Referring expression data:
--------

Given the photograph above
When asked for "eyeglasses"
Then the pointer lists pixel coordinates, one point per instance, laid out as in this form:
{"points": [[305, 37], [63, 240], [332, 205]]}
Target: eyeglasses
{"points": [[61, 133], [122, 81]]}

--------

> REQUIRED ACTION:
Each line of the data must be set down again as it is.

> WRITTEN RESPONSE:
Given the photograph above
When asked for "eyeglasses"
Then the pointer lists pixel coordinates, one point per instance, laid out as in this form:
{"points": [[305, 37], [63, 240], [332, 205]]}
Target: eyeglasses
{"points": [[61, 133], [122, 81]]}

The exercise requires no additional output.